* _Document section_:
+ + + + +
Back from General Assembly

June 11th, 2011

The busyness of the week’s schedule and some on-going computer problems kept me from blogging as I would have liked while at the Assembly. Here’s an overview with links to catch you up on some of the news.

Mr. Dan Carrell, a ruling elder from James River Presbytery, served as this year’s Moderator. Mr. Carrell did an excellent job.

Something as seemingly mundane as the review of presbytery minutes led to an interesting debate on theology. I’m thankful to God that the PCA still takes a stand against preaching, teaching, and practicing paedocommunion.

Over the next year the Interchurch Relations Committee will examine the PCA’s membership in the National Associate of Evangelicals and consider whether the denomination should maintain its membership. I’ll perhaps blog more about this later in the year.

Another fascinating issues was the discussion of Insider Movements in foreign missions. The GA soundly rejected any hint of compromising the doctrines of the faith or any practice in missions that leads to syncretism.

For more articles on the General Assembly, check out byFaith online.

Beginning on Monday I’ll post several several articles from guest bloggers on their post-GA reflections.

I pray that the Lord blesses you richly on his day. “Remember the Sabbath day, to keep it holy” (Exod. 20:8).

Decisions of the Overtures Committee

June 7th, 2011

There are two articles available about yesterday’s decisions of the Overtures Committee.

The first deals with setting term limits for Coordinators with in the PCA. The second concerns the Church’s position on marriage. While failing to elevate BCO 59 on the solemnization of marriage to the stance of constitutional authority, the PCA takes a clear stand on biblical marriage. Praise the Lord!

Having sat through the debate on both of these issues, I’m thankful that neither of them were taken lightly.

More GOs at GA

June 7th, 2011

Well, there are more “goings on” (GOs, not to be construed in the negative sense, just stuff happening) at the General Assembly. While the GA officially begins this evening with a worship service and the election of a new moderator, the first part of the day was occupied with more preliminary work on the Overtures Committee.

One of the main issues under discussion at this year’s Assembly is how to fund the Administrative Committee. Participation in the church and her life is voluntary and no giving should be done under compulsion (Acts 5:4; 2 Cor. 9:7). But what do you do when there is not enough voluntary giving to support a particular ministry of the church? This is the issue with which the PCA is struggling at the present time.

It seems to me that funding is fraught with the problem of fallen human nature. On the one hand, some fear that any imposed scheme of giving is not only against the nature of giving in the church but may end up corrupting those in positions of authority who receive the funds. On the other hand, if left to themselves, many people will not voluntary give. Fallen human nature can work in both ways: corrupted by money and power or lazy and indolent with unconcern.

In light of this, the way forward to solve this issue of funding is, at its heart, spiritual. First, we should view our brothers in the church with charity. The GA or the AC is not the IRS or the US Government, so we should not characterize them as such. We are all trying to achieve the extension of the gospel for the growth of God’s kingdom. We need to approach this process with an attitude of trust, and we should continue in that attitude until there is a proven reason not to trust.
+ + + + +
* _Your objective_:
Answer these questions about the General Assembly blog posts above:
1. Who served as this year's Moderator?
2. Which committee will examine the PCA's membership in a national evangelical association over the next year?
3. What two matters did the Overtures Committee's decisions concern?
+ + + + +
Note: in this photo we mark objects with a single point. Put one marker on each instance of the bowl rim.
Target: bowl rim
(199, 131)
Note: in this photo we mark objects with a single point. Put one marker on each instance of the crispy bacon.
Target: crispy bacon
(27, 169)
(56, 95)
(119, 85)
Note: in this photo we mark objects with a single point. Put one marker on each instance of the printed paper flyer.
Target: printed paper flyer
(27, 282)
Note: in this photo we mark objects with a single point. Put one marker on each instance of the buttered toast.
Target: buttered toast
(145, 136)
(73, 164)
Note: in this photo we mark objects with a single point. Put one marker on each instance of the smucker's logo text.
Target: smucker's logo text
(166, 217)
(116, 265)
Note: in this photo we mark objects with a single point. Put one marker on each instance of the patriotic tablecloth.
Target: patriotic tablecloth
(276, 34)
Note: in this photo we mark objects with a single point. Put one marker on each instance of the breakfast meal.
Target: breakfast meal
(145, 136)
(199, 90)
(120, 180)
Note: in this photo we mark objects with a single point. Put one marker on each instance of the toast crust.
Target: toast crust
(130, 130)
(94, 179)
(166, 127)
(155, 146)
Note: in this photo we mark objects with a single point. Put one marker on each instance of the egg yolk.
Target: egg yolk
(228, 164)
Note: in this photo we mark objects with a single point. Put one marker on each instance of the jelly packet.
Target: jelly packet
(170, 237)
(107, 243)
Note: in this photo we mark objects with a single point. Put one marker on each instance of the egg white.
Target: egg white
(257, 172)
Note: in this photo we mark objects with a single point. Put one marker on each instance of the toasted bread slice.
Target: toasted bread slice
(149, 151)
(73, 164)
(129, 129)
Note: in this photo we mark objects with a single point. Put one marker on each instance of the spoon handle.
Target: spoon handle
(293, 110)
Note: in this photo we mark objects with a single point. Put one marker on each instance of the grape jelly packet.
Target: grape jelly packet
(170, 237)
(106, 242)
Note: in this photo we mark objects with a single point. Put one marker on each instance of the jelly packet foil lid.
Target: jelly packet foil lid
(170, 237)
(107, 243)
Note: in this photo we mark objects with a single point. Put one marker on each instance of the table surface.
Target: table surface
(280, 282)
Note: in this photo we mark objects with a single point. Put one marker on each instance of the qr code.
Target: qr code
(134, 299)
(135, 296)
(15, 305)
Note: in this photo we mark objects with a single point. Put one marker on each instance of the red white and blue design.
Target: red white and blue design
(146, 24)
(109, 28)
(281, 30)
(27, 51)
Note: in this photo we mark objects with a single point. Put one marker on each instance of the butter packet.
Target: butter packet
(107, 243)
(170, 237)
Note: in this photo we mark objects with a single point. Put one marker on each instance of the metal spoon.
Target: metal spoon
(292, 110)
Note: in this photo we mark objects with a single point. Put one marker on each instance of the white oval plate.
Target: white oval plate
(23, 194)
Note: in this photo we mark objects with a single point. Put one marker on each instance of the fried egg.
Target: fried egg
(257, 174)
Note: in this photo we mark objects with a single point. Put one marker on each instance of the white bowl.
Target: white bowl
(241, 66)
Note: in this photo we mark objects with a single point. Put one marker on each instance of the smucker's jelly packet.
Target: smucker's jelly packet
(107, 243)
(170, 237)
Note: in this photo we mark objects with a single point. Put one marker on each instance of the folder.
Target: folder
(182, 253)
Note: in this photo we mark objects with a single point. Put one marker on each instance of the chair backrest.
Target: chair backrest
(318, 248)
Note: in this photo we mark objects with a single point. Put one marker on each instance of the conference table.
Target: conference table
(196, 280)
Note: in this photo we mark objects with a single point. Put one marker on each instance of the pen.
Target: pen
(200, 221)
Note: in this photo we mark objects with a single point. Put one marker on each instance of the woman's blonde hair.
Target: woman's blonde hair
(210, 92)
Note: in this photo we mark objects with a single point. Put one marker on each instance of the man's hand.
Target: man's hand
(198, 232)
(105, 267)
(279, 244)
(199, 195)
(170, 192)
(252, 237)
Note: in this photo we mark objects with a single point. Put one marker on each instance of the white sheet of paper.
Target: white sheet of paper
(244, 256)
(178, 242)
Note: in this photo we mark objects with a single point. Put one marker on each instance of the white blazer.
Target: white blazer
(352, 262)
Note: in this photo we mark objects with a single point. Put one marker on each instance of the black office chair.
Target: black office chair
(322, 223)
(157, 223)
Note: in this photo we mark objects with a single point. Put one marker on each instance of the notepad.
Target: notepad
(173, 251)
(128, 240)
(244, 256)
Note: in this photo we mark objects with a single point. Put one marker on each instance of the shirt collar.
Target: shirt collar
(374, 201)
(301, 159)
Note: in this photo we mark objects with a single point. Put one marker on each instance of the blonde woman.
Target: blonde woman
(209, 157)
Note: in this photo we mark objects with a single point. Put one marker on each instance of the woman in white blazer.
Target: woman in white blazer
+ + + + +
* _Problem solution_:
1. Mr. Dan Carrell, a ruling elder from James River Presbytery.
2. The Interchurch Relations Committee.
3. Term limits for Coordinators within the PCA, and the Church's position on marriage.